▶ **Material for this task**

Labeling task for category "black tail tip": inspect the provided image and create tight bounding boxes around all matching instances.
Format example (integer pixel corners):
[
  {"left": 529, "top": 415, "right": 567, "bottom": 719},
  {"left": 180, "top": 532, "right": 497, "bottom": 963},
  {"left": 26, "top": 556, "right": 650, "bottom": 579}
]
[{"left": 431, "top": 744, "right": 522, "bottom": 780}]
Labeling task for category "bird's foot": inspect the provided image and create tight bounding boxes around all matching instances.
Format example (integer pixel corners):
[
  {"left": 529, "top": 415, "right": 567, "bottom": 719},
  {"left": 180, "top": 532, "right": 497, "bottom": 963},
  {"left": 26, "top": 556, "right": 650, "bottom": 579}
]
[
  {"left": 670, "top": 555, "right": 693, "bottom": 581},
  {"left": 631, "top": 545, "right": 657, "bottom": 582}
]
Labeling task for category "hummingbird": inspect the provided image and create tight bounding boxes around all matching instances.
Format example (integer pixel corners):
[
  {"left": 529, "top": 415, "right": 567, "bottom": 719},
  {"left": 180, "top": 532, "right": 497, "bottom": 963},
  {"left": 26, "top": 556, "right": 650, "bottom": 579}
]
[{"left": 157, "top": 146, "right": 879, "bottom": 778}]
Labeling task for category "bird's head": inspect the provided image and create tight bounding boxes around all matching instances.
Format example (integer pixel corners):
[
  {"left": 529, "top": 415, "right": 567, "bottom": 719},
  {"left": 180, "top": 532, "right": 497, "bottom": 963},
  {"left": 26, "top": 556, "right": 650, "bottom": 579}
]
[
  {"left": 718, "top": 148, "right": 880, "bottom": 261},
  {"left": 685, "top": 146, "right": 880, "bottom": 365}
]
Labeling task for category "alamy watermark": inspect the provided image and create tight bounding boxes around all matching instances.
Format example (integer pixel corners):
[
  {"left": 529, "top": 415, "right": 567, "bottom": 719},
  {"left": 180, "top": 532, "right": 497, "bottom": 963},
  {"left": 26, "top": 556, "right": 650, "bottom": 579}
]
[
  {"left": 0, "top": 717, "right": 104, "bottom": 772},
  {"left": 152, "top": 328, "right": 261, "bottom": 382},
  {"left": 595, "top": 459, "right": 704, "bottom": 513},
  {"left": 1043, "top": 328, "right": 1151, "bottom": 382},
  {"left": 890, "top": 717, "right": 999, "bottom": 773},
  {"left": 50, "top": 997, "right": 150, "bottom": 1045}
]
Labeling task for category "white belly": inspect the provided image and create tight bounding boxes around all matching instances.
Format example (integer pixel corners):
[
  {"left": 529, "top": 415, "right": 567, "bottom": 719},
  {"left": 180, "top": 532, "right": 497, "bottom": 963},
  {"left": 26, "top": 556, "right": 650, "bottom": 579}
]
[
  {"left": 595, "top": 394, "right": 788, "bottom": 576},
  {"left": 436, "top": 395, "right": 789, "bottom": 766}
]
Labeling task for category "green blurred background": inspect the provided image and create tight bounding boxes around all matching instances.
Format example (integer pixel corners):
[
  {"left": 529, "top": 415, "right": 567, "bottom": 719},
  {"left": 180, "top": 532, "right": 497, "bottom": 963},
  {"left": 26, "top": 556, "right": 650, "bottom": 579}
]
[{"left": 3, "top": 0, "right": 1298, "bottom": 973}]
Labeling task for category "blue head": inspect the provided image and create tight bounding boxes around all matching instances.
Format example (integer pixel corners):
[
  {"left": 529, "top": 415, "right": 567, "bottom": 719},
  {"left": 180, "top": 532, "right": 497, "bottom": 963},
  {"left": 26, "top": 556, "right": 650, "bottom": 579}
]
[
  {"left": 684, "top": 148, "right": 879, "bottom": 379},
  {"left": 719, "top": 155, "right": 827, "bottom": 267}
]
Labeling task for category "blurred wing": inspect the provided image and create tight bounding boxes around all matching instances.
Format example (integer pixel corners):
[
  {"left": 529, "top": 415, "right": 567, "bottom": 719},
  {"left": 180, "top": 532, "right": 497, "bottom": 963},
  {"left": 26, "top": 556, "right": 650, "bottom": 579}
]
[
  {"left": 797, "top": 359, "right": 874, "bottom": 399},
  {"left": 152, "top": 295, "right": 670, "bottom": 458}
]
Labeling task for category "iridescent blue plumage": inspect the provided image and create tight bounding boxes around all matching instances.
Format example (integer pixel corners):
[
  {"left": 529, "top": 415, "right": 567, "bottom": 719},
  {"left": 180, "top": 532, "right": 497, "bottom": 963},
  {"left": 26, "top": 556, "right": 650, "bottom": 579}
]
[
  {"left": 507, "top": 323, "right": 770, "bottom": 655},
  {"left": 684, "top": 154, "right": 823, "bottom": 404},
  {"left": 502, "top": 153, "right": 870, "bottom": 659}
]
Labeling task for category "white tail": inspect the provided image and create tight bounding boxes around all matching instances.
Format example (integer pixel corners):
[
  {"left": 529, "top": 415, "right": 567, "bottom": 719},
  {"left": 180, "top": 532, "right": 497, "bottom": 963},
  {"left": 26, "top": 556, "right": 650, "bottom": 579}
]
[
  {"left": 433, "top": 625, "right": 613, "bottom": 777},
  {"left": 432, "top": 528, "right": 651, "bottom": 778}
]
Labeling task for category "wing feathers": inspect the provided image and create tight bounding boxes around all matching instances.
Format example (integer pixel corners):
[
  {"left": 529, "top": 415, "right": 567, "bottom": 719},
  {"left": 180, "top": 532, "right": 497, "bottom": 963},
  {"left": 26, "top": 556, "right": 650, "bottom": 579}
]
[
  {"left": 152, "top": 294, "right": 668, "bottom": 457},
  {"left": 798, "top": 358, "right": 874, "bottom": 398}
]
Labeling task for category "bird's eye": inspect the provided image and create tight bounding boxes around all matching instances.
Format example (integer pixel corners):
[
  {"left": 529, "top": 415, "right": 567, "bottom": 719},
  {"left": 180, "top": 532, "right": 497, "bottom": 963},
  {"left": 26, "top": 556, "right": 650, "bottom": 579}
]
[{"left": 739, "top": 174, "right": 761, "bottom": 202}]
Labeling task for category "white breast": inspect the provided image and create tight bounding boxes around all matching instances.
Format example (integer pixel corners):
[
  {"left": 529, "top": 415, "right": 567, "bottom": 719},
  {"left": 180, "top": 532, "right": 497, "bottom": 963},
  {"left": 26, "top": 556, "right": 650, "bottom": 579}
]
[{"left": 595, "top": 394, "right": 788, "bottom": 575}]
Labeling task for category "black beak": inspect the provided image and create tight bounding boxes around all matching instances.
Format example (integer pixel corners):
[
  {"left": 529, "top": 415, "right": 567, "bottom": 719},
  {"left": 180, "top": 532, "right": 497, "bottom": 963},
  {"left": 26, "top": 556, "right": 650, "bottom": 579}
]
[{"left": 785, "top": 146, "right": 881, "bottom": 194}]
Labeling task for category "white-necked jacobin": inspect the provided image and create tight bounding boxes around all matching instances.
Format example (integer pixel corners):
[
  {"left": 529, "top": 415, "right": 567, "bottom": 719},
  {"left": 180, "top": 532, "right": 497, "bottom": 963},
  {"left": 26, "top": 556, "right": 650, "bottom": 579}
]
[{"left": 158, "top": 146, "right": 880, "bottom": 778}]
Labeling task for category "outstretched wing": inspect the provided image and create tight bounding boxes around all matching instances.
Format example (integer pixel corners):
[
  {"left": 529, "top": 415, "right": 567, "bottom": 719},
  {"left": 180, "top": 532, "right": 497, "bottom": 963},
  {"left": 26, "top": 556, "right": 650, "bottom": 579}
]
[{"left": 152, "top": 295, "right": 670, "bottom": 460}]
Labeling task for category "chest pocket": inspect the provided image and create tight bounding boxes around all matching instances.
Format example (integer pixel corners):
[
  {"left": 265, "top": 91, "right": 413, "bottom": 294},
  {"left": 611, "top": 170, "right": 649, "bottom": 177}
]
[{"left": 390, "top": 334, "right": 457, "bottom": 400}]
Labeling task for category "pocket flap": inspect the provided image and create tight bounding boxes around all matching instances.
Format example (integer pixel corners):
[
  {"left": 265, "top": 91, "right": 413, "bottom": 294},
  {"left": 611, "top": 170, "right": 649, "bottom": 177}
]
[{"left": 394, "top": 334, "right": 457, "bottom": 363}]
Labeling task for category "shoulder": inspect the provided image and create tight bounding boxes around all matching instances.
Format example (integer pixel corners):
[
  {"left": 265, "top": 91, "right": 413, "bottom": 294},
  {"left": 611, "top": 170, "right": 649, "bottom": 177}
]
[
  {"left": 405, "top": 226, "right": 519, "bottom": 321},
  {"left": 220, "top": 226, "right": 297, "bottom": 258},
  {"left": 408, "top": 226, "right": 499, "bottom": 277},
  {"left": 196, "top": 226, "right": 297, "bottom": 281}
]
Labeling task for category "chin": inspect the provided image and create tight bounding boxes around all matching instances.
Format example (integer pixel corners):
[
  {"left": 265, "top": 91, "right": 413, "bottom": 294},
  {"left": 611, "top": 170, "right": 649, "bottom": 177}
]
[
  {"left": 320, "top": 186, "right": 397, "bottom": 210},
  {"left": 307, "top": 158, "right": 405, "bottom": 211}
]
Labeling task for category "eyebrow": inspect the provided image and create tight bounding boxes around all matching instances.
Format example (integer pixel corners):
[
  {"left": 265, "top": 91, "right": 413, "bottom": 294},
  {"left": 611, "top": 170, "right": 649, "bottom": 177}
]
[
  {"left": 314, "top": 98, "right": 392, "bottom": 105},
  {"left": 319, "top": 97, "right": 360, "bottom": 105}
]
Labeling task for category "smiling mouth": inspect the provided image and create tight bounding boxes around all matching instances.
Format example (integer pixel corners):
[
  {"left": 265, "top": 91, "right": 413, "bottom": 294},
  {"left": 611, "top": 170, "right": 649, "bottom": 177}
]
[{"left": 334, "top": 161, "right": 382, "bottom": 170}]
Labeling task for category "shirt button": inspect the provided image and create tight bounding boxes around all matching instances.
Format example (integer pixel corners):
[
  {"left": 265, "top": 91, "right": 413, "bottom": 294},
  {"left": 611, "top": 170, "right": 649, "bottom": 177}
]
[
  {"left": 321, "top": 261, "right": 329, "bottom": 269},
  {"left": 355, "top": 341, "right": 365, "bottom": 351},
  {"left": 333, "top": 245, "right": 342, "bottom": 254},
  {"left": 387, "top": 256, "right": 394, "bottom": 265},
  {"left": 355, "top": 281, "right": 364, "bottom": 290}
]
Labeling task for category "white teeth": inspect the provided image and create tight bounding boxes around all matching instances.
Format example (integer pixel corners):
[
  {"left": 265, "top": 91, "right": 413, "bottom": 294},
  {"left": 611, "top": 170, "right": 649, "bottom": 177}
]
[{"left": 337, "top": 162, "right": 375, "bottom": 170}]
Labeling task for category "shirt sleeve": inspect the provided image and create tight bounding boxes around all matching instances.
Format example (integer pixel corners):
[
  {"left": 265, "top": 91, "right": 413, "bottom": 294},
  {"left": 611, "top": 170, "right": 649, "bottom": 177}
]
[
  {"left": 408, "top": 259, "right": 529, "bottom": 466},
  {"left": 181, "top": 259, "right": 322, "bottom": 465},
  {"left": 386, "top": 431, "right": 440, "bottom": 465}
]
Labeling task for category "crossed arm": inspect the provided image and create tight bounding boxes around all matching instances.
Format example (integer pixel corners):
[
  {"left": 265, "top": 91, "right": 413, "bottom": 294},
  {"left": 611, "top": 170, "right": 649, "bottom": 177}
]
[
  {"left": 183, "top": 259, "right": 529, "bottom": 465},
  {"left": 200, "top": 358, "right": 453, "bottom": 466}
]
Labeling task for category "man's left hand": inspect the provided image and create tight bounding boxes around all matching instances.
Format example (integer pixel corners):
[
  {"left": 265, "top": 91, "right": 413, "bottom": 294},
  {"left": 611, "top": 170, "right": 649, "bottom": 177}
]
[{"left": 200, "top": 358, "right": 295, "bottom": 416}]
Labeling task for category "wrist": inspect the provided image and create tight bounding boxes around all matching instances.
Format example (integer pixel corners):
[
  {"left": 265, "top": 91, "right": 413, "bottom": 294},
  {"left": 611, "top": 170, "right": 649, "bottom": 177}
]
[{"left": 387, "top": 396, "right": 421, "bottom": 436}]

▶ **Directions for this task**
Pull out every line of the entries that includes the word "tail".

▶ **Answer section**
Labeling task for category "black tail tip": inspect the provided image and create tight bounding boxes around all matching instances.
Labeling task for category "white tail": inspect the provided image and create tight bounding boxes around all matching instances.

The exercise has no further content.